## Brief
Would you write out the entries below, every one of them, exactly?
##### Supplied data #####
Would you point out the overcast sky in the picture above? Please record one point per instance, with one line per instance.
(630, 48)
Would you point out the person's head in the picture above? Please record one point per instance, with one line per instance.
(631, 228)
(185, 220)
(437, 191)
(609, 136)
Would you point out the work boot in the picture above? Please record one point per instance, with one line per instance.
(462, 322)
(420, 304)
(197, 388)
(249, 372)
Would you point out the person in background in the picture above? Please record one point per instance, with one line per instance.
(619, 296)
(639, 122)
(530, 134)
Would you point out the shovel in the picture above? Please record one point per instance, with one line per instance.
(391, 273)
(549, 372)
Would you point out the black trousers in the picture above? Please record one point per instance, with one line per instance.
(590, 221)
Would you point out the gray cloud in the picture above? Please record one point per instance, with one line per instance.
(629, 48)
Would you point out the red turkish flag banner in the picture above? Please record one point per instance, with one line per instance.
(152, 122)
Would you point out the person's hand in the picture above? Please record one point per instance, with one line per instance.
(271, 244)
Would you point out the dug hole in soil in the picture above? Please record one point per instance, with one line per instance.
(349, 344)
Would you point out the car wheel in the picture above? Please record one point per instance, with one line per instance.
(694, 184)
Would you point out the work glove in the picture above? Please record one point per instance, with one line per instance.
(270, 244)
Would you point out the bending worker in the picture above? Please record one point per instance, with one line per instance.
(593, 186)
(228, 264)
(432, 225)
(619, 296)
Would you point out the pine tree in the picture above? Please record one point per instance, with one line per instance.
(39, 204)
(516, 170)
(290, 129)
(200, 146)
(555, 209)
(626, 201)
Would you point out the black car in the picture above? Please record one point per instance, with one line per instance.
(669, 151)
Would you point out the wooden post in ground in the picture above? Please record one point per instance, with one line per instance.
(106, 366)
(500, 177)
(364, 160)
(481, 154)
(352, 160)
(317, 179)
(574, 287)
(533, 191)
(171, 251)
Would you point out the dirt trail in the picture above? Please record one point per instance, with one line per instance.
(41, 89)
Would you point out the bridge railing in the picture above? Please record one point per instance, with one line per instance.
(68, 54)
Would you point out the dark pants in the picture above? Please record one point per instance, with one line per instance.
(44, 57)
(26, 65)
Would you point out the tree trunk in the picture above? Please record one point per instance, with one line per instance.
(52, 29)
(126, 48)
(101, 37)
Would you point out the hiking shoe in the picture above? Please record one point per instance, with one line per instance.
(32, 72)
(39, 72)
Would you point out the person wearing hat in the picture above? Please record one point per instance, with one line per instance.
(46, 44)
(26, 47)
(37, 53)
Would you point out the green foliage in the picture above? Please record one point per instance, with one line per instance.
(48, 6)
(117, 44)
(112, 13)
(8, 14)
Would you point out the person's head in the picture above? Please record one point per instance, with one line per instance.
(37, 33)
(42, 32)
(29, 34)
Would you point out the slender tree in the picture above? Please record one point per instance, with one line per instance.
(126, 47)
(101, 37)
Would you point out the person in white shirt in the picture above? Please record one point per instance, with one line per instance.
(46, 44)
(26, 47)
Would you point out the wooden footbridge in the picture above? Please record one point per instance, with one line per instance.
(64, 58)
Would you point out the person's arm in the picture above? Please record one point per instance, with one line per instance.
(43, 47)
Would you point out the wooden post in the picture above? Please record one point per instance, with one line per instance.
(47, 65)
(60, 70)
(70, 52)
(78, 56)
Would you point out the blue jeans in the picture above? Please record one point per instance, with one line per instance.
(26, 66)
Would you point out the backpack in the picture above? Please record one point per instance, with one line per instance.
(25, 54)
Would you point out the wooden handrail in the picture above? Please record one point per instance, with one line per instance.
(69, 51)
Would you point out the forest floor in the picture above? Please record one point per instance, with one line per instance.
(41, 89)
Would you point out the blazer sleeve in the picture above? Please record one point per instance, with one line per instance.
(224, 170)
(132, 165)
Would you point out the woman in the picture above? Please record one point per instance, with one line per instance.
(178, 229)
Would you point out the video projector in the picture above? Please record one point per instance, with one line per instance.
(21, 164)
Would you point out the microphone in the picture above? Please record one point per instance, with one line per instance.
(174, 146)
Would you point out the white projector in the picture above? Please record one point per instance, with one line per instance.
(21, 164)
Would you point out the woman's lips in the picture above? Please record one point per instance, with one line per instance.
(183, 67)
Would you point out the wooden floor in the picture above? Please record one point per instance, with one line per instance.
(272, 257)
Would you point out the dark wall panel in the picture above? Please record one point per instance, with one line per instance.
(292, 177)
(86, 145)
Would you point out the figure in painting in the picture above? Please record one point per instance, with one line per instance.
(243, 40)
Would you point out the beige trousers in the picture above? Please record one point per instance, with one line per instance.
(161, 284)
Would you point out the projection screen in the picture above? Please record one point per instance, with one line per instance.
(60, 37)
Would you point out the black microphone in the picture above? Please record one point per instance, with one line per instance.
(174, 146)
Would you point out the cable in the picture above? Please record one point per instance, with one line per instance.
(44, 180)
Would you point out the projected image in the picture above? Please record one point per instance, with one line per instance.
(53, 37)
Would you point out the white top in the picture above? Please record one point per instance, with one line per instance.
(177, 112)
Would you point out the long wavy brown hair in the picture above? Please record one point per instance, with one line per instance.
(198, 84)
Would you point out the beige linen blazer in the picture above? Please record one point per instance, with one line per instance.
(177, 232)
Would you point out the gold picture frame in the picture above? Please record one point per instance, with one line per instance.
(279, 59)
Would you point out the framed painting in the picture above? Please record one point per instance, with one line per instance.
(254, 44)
#####
## Finished exercise
Would you point out the overcast sky in the picture above? Please record one point per instance, with one line per instance.
(630, 48)
Would you point out the person's head in the picture above? Please record one point per instance, with one line per instance.
(631, 228)
(185, 220)
(437, 191)
(609, 136)
Would you point out the work boot in the picture above? Please record one point per instance, with one line per instance.
(462, 322)
(420, 304)
(197, 388)
(249, 372)
Would you point out the person in background in the picture above? Please record one point per instance, with one line per instance.
(619, 296)
(639, 122)
(530, 134)
Would you point out the shovel in the picture above? Please record one point per instance, with one line per instance.
(391, 273)
(549, 372)
Would you point out the black trousers in the picture above? Please record one point per instance, with one line per instance.
(590, 221)
Would you point out the gray cloud in the picture above? Please record one point per instance, with one line per instance.
(629, 48)
Would you point out the red turkish flag banner in the picture above? Please record one point per instance, with one line per instance.
(152, 122)
Would you point out the person's hand in the picture above? Please record one point per instance, with one line per instance.
(271, 244)
Would you point out the dug hole in soil in the picture above? Please record one point per instance, with one line per instance.
(349, 344)
Would you point out the car wheel in the picture above? Please record one point per instance, with one line per instance.
(694, 184)
Would you point out the work glove in the picture above? Please record one point per instance, with one line per instance.
(270, 244)
Would you point out the bending worker in the picture above? Please record one point per instance, with one line per instance.
(593, 186)
(228, 264)
(432, 225)
(619, 296)
Would you point out the pine tree in the picture above? Please record one point per instance, with one line per instance.
(39, 204)
(516, 170)
(290, 129)
(200, 146)
(555, 209)
(626, 201)
Would you point out the black car in the picture above? Please record one point per instance, with one line per instance.
(669, 151)
Would you point out the wooden post in ground in the picture above? Please record one point per instance, with one line per instance.
(106, 366)
(500, 177)
(364, 160)
(481, 154)
(352, 160)
(317, 179)
(574, 287)
(533, 191)
(171, 251)
Would you point out the dirt trail in the picture above? Please record one point per instance, with one line per instance.
(41, 89)
Would you point out the bridge railing in the picture above? Please record one point per instance, with one line per instance.
(68, 54)
Would you point out the dark pants in the picture above? Please record one point per instance, with one line per instance.
(44, 57)
(26, 65)
Would you point out the tree trunk in the picture above? Please record one point per instance, with one line per instance.
(52, 29)
(126, 48)
(101, 37)
Would you point out the hiking shoe in the picture above? Please record one point per instance, with one line per instance.
(32, 72)
(39, 72)
Would you point out the person wearing hat in the picture above? Please record one point per instance, with one line per instance.
(46, 44)
(26, 47)
(37, 53)
Would you point out the green foliage in the picture above? Please record one point per instance, with one line per instance.
(48, 6)
(117, 44)
(112, 13)
(8, 14)
Would you point out the person's head in the picture above? Please record one point per instance, with one line per instance.
(37, 33)
(42, 32)
(29, 34)
Would you point out the slender tree in the picture above? Please record one point per instance, with one line per instance.
(126, 47)
(101, 37)
Would you point out the person in white shirt in the picture above? Please record one point per instance, with one line per instance.
(46, 44)
(26, 47)
Would you point out the wooden footbridge in the picture above? Please record one point per instance, with one line per instance.
(64, 58)
Would you point out the person's arm in the picture above? Please record one point per instance, with one line per instance.
(43, 47)
Would you point out the wooden post in the picture above? Please record one point per instance, with one line per instance.
(47, 65)
(60, 70)
(70, 52)
(78, 56)
Would you point out the blue jeans in the picture above? Please record one point per instance, with one line per instance.
(26, 66)
Would you point out the backpack in the picture above? Please record one point per instance, with one line per instance.
(25, 54)
Would you point out the wooden handrail in the picture above? Please record one point per instance, with one line per instance.
(69, 51)
Would you point out the forest floor in the picture above? Please record one point per instance, with one line per instance.
(41, 89)
Would you point out the blazer sleeve in the picture above? Please record one point per instance, with one line per instance.
(224, 170)
(132, 165)
Would you point out the woman in the picture above? Please record one point per instance, with one line per instance.
(178, 229)
Would you point out the video projector in the picture above? Please record one point per instance, with one line per instance.
(21, 164)
Would you point out the microphone in the picture above? Please record one point per instance, with one line per instance.
(174, 146)
Would you point out the white projector in the picture above? Please record one point per instance, with one line per instance.
(21, 164)
Would you point out the woman's lips in the picture above? Please record one point per instance, with one line per instance.
(183, 67)
Would you point out the wooden floor in the picture above? Please record one point per instance, with one line per instance.
(272, 257)
Would you point out the dark wall panel in the picture above? Please record one point per instance, with one line per instance.
(292, 177)
(86, 145)
Would you point out the figure in painting in the picture above? Please record one point per instance, with one line per instance.
(243, 40)
Would you point out the beige trousers in the picture above? Please record one point per instance, with one line per instance.
(161, 284)
Would you point out the projection screen in the picture above? Please record one point per instance, with one line per instance.
(60, 37)
Would you point out the black microphone in the picture above? Please record one point per instance, with one line per instance.
(174, 146)
Would you point out the cable in the picture above? Please record one point per instance, with one line per instance.
(44, 180)
Would you point out the projected image in the picture above? Please record one point per instance, with one line per instance.
(53, 37)
Would you point out the white top in the picture above? Please record one point per instance, with one line per instance.
(177, 112)
Would you point out the long wavy brown hair in the picture above? Please record one point per instance, with one line per instance.
(198, 84)
Would you point out the beige linen blazer in the picture above? Please record one point per instance, with one line per instance.
(177, 232)
Would you point out the gold picture frame in the picture above? Please record one point per instance, with one line per instance.
(279, 59)
Would you point out the framed painting in the picture above? Please record one point per instance, with one line per instance.
(254, 44)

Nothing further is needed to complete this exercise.